▶ [Provided passage]:
□ □ □

In Figure 6(a), the ink tanks shown are a first ink tank 110C containing cyan ink. A second ink tank 110M containing magenta ink. A third ink tank 110Y containing yellow ink. A fourth ink tank 110Bk containing black ink. The basic configuration of each ink tank unit 110 according to this embodiment is substantially the same. Furthermore, the size of the ink tank unit 110 containing a frequently used liquid may be larger than the size of the other ink tank units 110. In the example shown, the fourth ink tank 110Bk is larger than the other liquid tanks.

Figure 6(b) is a schematic diagram showing an example of each ink bottle 200 containing ink to be poured into the ink tank unit 110. For example, the first ink bottle 200C corresponds to the first ink tank 110C, and the ink in the first ink bottle 200C can be poured into the first ink tank 110C. Similarly, the second ink bottle 200M corresponds to the second ink tank 110M, and the ink in the second ink bottle 200M can be poured into the second ink tank 110M. Similarly, the third ink bottle 200Y corresponds to the third ink tank 110Y, and the ink in the third ink bottle 200Y can be poured into the third ink tank 110Y. Similarly, the fourth ink bottle 200Bk corresponds to the fourth ink tank 110Bk, and the ink in the fourth ink bottle 200Bk can be poured into the fourth ink tank 110Bk.

□ □ □

▶ [Dataset]:
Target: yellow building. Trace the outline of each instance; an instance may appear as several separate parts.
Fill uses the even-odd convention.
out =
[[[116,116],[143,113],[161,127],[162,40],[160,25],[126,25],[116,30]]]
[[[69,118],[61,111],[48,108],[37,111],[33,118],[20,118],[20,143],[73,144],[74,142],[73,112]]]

□ □ □

▶ [Work required]:
Extract the full ink tank passage, reproducing it word for word. The data was collected from a different source than the passage above.

▶ [Result below]:
In Figure 6(a), the ink tanks shown are a first ink tank 110C containing cyan ink. A second ink tank 110M containing magenta ink. A third ink tank 110Y containing yellow ink. A fourth ink tank 110Bk containing black ink. The basic configuration of each ink tank unit 110 according to this embodiment is substantially the same. Furthermore, the size of the ink tank unit 110 containing a frequently used liquid may be larger than the size of the other ink tank units 110. In the example shown, the fourth ink tank 110Bk is larger than the other liquid tanks.

Figure 6(b) is a schematic diagram showing an example of each ink bottle 200 containing ink to be poured into the ink tank unit 110. For example, the first ink bottle 200C corresponds to the first ink tank 110C, and the ink in the first ink bottle 200C can be poured into the first ink tank 110C. Similarly, the second ink bottle 200M corresponds to the second ink tank 110M, and the ink in the second ink bottle 200M can be poured into the second ink tank 110M. Similarly, the third ink bottle 200Y corresponds to the third ink tank 110Y, and the ink in the third ink bottle 200Y can be poured into the third ink tank 110Y. Similarly, the fourth ink bottle 200Bk corresponds to the fourth ink tank 110Bk, and the ink in the fourth ink bottle 200Bk can be poured into the fourth ink tank 110Bk.